**Consigna**
Prolonga el texto sobre la caída del ómnibus al Arroyo Leyes, empezando justo después de su última oración.

**Texto propuesto**
Hoy 20 de noviembre de 2015, se conmemoran 45 años, de
la caída de un ómnibus de la ex Empresa Helvecia a las aguas del Arroyo
Leyes. La tragedia dejó un saldo de 56 muertos y fue considerado como uno de
los accidentes viales más graves del país. El micro había partido a las
18:00 desde la terminal Belgrano de Santa Fe un día viernes del año 1970.
Su chofer Juan Dosse había cruzado ese puente cientos de veces pero ese día
sería su último viaje ya que también pereció en el siniestro.
En medio de esta gran tragedia, un pescador de la zona, Joaquín “El Tata” Escobar rescató a 5 de los 6
sobrevivientes, convirtiéndose en un "Heroe" anónimo como
muchos lo apodaron. Entre las personas rescatadas se encontraban Américo
Siviero de San Javier, Nélida Millares de Marchi de Helvecia y la beba Alicia
Palavecino, que quedó flotando gracias a su
bombachita de goma, hecho que sería contado
infinidad de veces por el milagroso resultado que significó. Una vez conocido
el trágico suceso, una grúa debió realizar el duro trabajo de extracción a
tierra del micro para poder determinar el luctuoso saldo de este accidente y la
identidad de las personas siniestradas.

**Registros seleccionados**
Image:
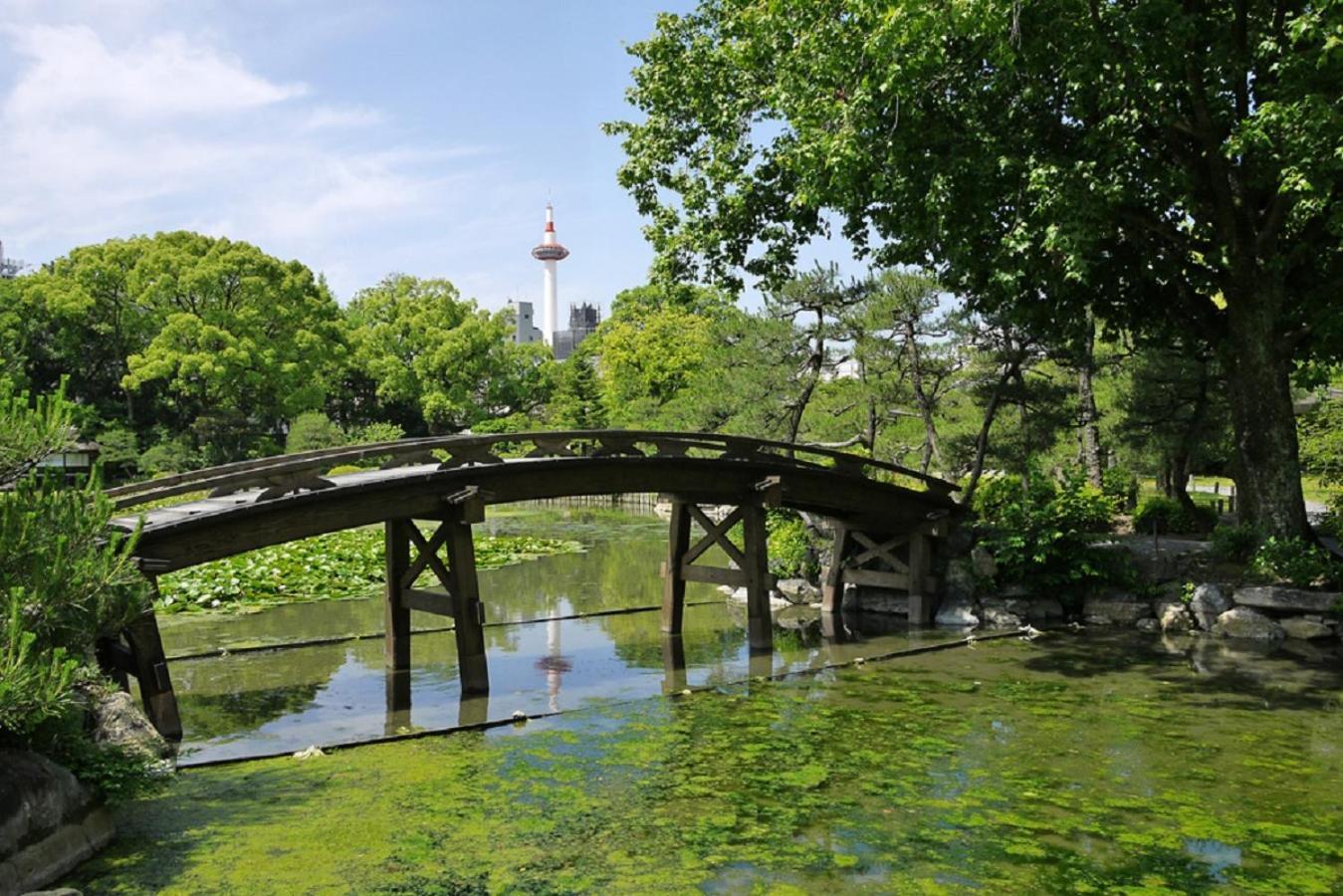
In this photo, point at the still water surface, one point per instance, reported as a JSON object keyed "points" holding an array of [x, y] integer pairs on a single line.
{"points": [[1105, 762]]}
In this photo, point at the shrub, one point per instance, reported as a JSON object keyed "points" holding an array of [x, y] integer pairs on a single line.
{"points": [[1295, 560], [793, 553], [311, 431], [1170, 518], [1120, 485], [1235, 543]]}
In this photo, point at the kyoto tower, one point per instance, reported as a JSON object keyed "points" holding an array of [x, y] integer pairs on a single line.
{"points": [[549, 253]]}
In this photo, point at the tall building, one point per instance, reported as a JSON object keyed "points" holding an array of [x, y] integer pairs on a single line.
{"points": [[550, 253], [583, 322]]}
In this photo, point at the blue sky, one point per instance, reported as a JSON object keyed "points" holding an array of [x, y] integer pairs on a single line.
{"points": [[357, 137]]}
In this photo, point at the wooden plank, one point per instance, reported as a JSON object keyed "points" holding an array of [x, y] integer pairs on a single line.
{"points": [[673, 583], [156, 691], [758, 580], [396, 615], [831, 585], [434, 602], [468, 611], [922, 600], [713, 575]]}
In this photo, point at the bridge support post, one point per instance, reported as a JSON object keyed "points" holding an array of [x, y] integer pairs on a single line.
{"points": [[751, 559]]}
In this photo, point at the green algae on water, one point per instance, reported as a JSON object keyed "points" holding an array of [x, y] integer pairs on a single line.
{"points": [[891, 778]]}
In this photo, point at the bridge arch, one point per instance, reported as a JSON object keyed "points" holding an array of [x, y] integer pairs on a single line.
{"points": [[885, 518]]}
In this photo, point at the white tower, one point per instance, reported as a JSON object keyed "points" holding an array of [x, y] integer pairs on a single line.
{"points": [[550, 251]]}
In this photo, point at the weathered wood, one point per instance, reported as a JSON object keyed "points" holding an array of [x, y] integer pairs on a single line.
{"points": [[434, 602], [673, 580], [156, 692], [758, 581], [396, 615], [831, 585], [468, 610], [922, 599]]}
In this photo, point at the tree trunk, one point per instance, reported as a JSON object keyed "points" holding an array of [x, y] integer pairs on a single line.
{"points": [[1258, 385], [1088, 416]]}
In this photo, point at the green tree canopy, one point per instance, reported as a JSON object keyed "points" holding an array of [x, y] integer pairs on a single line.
{"points": [[424, 345], [1165, 162]]}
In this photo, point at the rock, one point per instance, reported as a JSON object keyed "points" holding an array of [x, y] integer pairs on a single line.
{"points": [[1176, 617], [47, 822], [1243, 622], [797, 590], [959, 581], [1001, 618], [959, 614], [117, 720], [1115, 608], [1272, 596], [1304, 629], [1207, 604], [984, 563]]}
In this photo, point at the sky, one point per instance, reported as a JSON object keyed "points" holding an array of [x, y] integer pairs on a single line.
{"points": [[357, 137]]}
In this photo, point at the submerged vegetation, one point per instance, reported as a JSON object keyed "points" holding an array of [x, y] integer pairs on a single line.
{"points": [[328, 567], [1057, 768]]}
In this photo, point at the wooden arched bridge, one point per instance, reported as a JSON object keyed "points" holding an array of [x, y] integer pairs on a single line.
{"points": [[885, 519]]}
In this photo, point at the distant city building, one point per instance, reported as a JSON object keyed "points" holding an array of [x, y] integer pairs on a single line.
{"points": [[10, 268], [583, 322], [526, 330]]}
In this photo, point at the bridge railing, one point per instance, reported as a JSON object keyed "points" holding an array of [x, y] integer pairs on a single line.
{"points": [[305, 470]]}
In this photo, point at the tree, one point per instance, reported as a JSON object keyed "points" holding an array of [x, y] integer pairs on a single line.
{"points": [[1169, 164], [426, 346]]}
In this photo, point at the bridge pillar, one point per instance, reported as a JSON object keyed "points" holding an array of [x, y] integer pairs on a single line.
{"points": [[751, 559], [457, 576], [887, 560]]}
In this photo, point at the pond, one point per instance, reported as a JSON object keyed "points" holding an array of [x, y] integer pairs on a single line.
{"points": [[1093, 762]]}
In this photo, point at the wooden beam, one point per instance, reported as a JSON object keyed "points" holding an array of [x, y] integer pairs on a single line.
{"points": [[831, 587], [673, 580], [396, 615], [156, 691], [758, 580], [468, 611]]}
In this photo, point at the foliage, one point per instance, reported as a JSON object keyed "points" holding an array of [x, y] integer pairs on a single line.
{"points": [[1170, 166], [1042, 538], [1296, 561], [1170, 516], [427, 348], [1120, 485], [313, 430], [793, 551], [1235, 543], [328, 567]]}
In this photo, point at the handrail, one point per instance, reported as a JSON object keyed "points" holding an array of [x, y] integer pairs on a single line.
{"points": [[287, 473]]}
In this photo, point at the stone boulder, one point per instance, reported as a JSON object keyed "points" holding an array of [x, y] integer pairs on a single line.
{"points": [[49, 822], [118, 722], [1207, 604], [1250, 625], [1305, 629], [984, 563], [797, 590], [1001, 618], [959, 614], [1112, 608], [1272, 596], [1176, 617]]}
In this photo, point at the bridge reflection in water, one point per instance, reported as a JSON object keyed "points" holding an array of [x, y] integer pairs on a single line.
{"points": [[430, 493]]}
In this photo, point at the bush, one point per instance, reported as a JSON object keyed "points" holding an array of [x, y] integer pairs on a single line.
{"points": [[1170, 518], [312, 431], [793, 553], [1295, 560], [1235, 543], [1120, 485]]}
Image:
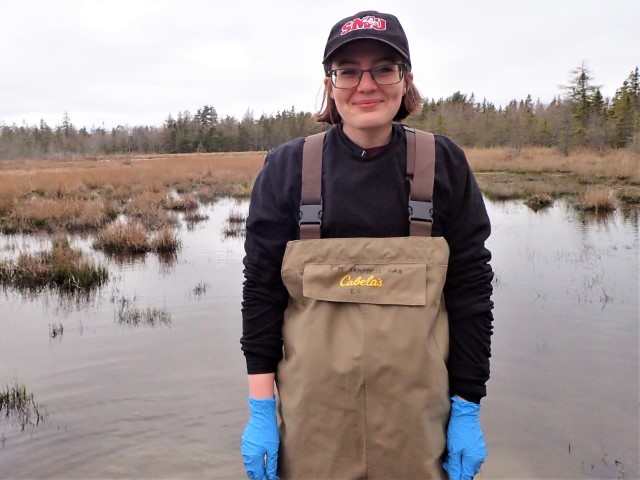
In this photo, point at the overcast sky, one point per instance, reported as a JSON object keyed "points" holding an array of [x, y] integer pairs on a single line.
{"points": [[134, 62]]}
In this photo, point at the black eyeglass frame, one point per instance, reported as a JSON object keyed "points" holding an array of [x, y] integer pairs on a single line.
{"points": [[402, 67]]}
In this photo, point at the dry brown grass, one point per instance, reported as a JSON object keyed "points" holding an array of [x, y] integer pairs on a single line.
{"points": [[611, 164], [540, 172], [87, 193], [121, 237], [43, 194], [596, 199], [61, 267]]}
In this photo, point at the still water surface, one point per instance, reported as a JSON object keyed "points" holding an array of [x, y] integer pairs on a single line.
{"points": [[169, 401]]}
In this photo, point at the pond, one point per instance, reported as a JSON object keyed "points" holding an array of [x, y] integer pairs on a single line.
{"points": [[168, 399]]}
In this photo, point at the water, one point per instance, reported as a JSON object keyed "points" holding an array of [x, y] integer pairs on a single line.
{"points": [[169, 401]]}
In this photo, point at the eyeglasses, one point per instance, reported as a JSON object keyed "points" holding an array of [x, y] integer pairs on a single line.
{"points": [[383, 75]]}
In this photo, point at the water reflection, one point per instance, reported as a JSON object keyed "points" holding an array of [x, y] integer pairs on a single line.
{"points": [[141, 400]]}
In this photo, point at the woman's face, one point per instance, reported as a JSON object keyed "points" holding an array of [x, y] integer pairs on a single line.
{"points": [[368, 107]]}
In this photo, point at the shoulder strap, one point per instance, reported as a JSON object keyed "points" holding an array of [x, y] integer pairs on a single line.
{"points": [[421, 160], [311, 195]]}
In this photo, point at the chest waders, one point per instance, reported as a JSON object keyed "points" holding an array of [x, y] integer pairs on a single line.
{"points": [[363, 385]]}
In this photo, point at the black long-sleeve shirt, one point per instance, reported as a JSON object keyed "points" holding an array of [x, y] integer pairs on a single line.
{"points": [[367, 196]]}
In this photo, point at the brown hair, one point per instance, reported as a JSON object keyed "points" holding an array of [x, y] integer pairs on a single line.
{"points": [[411, 101]]}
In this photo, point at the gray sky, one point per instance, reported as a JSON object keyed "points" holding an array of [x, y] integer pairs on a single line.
{"points": [[134, 62]]}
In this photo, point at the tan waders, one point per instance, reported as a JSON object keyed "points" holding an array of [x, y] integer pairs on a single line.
{"points": [[363, 385]]}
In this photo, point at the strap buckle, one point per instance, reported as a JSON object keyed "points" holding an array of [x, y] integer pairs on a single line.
{"points": [[420, 211], [310, 214]]}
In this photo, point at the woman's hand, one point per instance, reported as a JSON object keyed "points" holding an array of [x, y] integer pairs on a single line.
{"points": [[466, 449]]}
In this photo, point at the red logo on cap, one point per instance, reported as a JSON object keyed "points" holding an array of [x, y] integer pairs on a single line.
{"points": [[368, 22]]}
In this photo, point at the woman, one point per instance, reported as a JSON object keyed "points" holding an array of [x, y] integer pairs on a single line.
{"points": [[375, 377]]}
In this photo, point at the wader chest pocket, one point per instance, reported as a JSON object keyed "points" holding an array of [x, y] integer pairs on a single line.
{"points": [[382, 284]]}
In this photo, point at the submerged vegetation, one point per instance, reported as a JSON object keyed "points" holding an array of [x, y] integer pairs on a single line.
{"points": [[61, 267], [128, 314], [16, 404]]}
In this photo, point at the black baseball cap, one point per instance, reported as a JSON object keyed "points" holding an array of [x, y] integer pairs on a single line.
{"points": [[370, 25]]}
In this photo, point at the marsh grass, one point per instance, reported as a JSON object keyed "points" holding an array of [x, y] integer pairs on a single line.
{"points": [[87, 194], [597, 200], [61, 267], [538, 201], [235, 225], [19, 405], [129, 314], [133, 238], [123, 238], [180, 204]]}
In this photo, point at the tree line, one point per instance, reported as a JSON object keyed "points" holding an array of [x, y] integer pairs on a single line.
{"points": [[580, 117]]}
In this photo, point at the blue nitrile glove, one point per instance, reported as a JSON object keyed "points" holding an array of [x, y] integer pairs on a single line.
{"points": [[260, 439], [466, 449]]}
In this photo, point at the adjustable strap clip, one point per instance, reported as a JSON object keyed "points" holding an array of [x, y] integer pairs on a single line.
{"points": [[310, 214], [420, 211]]}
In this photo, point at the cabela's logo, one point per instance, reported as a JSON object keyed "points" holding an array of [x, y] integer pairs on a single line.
{"points": [[368, 22], [370, 281]]}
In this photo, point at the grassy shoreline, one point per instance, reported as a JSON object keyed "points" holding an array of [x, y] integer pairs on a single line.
{"points": [[89, 194]]}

**Respuesta**
En una crónica que sería finalista del "Concurso
Federal Héroes: la historia la ganan los que escriben", organizado por el
Ministerio de Cultura de la Nación, el narrador va en busca de un hombre clave
en aquel drama: Joaquín “El Tata” Escobar. Un viaje hasta el pueblo
santafesino, una travesía que habla del paso del tiempo y del temple frente a
lo inesperado.
"El chofer Juan Dosse había hecho el recorrido
cientos de veces. No se le escapaba ninguno de los que subían hacia la costa:
el carpintero que trabajaba en el túnel Santa Fe-Paraná, el obrero de la Fiat,
el bracero que regresaba a los frutillares, el peón del molino arrocero de los
Paduán, los adolescentes que salían de la secundaria. Oscar Mántaras y su madre
volvían de la clase de piano, rumbo a Santa Rosa de Calchines. El matrimonio
Palavecino con sus dos varoncitos y la beba, Alicia, iban a Helvecia a la casa
de los abuelos. Rodolfo Ramos había pedido permiso en el hogar de menores para
visitar a su familia en San Javier.
Subo y me ubico. Busco el martillito rojo, lo veo
junto al cartel: Romper el cristal en caso de emergencia. Calculo a qué
distancia está de mi asiento. Observo la gente que llega, a través de estos
vidrios enormes, cerrados. Los ómnibus de los años setenta tenían las
ventanillas corredizas, alargadas y estrechas.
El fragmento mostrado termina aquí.